TEXTE DE LECTURE →
====
Championnat du monde, compte Instagram et défilés de mode, comment le pâté-croûte est-il devenu tendance ?
ÇA ENVOIE DU PÂTÉ•Depuis plusieurs années, le pâté-croûte est passé de « ringard » à la pointe de la mode, au point d’avoir désormais, des défilés au fil des saisons et des milliers de followers sur InstagramElise Martin
L'essentiel
- Selon le dictionnaire Larousse, le pâté-croûte est « une préparation composée de viande, de poisson, de légumes, etc., enfermée dans de la pâte et cuite au four ». Les habitants de Lyon et de Reims préfèrent l’appellation « pâté-croûte » tandis que le reste de la France utilise « pâté-en-croûte ».
- Apparu au Moyen-Âge et popularisé grâce aux écrivains romantiques, ce plat opère un « retour en force » depuis quelques années et casse son image « ringarde » qui lui colle à la peau depuis le XXe siècle.
====
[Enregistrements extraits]
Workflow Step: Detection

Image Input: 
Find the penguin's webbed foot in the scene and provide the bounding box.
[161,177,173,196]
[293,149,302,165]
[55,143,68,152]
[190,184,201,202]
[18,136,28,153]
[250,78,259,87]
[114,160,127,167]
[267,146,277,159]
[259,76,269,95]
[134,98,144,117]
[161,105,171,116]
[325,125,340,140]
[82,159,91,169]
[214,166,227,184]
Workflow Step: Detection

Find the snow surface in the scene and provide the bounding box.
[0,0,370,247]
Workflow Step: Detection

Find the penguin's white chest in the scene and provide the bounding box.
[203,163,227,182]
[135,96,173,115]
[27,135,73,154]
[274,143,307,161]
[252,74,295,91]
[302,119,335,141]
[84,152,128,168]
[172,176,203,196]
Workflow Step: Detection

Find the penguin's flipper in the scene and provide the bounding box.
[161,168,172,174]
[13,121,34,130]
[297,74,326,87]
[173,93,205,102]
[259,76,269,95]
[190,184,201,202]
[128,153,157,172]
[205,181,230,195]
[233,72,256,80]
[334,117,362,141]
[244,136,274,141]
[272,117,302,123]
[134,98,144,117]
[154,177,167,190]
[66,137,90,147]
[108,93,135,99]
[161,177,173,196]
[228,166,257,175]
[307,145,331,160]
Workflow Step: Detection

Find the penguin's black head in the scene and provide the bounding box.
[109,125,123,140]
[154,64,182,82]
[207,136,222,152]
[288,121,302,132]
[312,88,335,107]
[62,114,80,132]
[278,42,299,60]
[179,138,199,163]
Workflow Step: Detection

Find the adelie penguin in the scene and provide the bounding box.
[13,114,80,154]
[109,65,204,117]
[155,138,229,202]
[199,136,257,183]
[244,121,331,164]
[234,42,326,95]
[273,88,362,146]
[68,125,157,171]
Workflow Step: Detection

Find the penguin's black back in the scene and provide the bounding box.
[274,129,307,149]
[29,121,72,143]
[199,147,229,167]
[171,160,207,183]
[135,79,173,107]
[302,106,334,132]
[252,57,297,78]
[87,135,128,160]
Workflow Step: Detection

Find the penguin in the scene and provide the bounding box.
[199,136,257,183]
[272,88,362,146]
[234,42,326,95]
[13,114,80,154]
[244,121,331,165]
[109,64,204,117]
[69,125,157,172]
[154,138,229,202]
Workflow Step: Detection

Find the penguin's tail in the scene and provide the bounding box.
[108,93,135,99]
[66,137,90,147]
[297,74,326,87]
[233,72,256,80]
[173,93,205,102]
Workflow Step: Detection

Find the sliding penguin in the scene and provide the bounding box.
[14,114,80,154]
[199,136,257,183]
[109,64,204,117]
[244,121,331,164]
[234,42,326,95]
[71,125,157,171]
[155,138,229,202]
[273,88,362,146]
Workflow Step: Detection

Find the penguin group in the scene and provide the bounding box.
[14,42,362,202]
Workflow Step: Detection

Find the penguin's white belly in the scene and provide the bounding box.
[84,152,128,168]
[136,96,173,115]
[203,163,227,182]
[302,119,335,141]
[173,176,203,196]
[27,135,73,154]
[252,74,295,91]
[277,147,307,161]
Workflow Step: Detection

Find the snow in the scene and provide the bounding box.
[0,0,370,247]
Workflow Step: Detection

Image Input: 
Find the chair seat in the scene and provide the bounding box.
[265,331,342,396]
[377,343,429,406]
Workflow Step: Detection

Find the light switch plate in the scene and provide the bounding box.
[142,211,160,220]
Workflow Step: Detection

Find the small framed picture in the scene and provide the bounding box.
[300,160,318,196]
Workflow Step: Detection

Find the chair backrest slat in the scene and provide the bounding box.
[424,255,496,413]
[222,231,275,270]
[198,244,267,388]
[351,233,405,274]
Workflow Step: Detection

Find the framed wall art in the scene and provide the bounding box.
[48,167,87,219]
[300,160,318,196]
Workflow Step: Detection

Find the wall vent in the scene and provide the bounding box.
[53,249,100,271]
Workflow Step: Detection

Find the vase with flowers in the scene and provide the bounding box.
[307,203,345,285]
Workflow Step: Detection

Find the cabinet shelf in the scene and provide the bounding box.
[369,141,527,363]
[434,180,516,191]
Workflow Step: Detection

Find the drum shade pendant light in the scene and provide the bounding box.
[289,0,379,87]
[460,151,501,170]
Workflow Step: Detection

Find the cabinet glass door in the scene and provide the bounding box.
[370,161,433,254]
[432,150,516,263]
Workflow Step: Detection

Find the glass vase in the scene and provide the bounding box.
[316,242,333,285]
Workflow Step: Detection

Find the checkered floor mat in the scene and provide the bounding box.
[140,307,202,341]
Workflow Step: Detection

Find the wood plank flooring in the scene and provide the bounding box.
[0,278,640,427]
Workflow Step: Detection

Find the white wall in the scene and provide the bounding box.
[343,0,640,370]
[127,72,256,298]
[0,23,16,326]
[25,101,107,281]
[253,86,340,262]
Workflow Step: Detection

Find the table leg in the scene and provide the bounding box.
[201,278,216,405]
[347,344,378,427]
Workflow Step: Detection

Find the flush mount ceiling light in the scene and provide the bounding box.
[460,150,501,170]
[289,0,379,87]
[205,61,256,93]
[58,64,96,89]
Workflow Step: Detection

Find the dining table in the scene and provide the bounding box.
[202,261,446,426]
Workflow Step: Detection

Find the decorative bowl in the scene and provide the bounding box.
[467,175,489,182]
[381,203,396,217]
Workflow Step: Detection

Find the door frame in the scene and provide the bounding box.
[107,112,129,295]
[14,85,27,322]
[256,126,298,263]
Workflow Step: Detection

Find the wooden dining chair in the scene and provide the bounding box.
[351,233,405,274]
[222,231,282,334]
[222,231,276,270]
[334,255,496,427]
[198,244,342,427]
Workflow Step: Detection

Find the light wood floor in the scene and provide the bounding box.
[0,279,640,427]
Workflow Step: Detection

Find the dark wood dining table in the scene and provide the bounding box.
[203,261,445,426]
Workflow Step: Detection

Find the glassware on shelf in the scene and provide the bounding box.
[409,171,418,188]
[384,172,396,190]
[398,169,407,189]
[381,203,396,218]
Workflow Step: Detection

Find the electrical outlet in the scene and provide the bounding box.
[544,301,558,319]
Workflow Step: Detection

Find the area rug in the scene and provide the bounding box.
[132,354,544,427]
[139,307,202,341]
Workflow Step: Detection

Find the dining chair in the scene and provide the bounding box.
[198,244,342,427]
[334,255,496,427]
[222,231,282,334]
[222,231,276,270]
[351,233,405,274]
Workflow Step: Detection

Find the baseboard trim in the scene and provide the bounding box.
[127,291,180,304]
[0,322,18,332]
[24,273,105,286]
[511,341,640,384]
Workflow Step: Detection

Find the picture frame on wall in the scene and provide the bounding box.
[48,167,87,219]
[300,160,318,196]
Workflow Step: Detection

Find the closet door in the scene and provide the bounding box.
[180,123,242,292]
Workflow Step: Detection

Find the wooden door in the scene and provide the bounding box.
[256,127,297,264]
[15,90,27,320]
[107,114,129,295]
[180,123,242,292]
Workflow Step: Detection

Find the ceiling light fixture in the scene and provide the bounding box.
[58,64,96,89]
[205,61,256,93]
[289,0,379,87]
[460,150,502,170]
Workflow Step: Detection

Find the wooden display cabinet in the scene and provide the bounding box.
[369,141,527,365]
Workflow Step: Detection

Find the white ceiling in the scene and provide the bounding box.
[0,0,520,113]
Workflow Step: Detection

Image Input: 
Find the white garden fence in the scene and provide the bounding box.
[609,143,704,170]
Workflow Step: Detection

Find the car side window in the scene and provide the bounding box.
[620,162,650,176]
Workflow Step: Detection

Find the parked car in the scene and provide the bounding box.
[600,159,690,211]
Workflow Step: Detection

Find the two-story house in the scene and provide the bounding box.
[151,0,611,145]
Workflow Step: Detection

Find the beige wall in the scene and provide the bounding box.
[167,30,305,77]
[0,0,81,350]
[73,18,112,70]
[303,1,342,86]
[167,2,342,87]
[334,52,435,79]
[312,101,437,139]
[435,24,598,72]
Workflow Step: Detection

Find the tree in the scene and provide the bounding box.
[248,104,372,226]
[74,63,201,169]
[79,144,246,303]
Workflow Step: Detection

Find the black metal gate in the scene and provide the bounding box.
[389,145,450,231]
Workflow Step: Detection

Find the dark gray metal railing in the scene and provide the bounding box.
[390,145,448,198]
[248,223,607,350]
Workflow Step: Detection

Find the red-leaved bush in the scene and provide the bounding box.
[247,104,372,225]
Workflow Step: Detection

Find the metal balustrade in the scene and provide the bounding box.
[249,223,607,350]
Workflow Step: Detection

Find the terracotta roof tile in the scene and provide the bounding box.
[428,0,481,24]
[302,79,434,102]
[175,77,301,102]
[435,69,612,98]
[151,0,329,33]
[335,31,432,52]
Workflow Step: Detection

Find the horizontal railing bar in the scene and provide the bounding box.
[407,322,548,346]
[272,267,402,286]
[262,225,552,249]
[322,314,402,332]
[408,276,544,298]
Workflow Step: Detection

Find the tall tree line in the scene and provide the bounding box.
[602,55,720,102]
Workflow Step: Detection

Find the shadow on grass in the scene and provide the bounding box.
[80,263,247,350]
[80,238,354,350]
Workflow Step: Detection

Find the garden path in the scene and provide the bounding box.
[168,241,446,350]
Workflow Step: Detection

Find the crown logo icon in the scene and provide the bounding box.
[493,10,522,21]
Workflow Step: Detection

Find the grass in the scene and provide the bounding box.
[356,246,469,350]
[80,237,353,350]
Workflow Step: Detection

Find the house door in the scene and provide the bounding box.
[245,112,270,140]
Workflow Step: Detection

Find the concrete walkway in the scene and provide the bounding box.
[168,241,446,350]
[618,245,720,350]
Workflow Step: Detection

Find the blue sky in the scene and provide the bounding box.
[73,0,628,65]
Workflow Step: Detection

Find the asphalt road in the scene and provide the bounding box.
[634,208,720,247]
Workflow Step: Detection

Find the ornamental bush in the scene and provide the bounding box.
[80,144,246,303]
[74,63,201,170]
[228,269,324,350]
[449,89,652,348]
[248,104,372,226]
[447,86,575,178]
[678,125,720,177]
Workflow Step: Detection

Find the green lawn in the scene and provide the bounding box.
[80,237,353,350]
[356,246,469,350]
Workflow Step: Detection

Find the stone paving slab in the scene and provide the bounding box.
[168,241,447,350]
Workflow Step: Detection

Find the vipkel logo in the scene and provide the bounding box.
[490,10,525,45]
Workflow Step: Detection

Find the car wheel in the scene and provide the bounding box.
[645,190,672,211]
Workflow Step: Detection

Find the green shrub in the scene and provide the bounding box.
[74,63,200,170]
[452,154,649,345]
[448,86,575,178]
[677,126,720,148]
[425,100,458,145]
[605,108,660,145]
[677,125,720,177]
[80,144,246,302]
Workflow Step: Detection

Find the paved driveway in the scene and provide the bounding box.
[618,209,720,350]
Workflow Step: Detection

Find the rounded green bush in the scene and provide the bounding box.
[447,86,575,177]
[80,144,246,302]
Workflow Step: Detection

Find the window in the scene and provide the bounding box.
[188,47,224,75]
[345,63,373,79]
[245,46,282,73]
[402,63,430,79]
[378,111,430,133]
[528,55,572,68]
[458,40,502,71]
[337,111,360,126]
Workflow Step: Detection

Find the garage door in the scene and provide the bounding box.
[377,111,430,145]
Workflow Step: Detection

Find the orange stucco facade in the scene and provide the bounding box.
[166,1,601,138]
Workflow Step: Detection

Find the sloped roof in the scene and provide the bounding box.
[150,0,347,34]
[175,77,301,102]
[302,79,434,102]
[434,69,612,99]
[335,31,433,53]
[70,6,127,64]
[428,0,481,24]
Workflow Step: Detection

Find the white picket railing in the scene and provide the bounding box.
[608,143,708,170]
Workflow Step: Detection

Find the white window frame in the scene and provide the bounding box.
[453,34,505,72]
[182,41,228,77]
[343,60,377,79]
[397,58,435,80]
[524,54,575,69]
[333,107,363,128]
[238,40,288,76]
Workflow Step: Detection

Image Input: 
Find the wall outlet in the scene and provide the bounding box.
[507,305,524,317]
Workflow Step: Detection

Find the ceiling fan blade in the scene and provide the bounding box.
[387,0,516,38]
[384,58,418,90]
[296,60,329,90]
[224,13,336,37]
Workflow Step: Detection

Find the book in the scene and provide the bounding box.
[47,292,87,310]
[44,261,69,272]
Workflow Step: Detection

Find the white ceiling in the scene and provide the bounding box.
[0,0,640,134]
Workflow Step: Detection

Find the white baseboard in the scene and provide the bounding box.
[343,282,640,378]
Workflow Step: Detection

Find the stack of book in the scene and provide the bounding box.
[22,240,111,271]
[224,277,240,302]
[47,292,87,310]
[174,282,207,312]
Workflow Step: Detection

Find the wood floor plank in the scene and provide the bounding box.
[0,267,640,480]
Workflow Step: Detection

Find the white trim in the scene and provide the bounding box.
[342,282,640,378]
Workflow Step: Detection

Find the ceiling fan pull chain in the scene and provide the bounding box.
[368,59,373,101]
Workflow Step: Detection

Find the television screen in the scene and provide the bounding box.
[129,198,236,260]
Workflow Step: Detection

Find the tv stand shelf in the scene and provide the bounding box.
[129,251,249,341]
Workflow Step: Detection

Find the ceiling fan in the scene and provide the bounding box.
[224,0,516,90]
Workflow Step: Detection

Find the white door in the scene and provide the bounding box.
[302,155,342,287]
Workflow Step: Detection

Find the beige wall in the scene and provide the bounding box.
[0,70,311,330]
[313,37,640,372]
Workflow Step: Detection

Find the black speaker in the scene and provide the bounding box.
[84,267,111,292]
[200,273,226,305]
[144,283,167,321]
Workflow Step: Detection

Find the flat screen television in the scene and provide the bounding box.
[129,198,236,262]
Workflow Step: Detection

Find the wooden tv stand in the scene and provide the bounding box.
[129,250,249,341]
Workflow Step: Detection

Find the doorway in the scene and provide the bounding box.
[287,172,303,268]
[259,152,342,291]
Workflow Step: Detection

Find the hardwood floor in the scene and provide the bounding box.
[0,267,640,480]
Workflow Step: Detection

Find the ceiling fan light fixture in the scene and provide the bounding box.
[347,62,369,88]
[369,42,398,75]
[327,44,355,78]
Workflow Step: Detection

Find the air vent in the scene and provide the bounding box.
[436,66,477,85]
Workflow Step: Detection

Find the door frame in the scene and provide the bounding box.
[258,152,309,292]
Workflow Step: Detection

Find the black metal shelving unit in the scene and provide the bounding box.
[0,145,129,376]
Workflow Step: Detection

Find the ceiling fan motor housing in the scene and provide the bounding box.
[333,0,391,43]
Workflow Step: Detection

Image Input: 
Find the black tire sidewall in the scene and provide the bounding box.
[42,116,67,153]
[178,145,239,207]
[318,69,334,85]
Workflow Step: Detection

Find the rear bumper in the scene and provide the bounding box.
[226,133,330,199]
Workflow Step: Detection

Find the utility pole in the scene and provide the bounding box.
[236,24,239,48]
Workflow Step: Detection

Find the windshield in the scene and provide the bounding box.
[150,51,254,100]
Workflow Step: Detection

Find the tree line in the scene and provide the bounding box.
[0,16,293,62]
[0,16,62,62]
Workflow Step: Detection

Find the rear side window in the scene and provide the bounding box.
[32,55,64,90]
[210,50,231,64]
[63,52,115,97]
====
CONSIGNE →
D'après le texte sur le pâté-croûte, les habitants de quelles villes préfèrent l'appellation « pâté-croûte » ?

RÉPONSE →
Les habitants de Lyon et de Reims.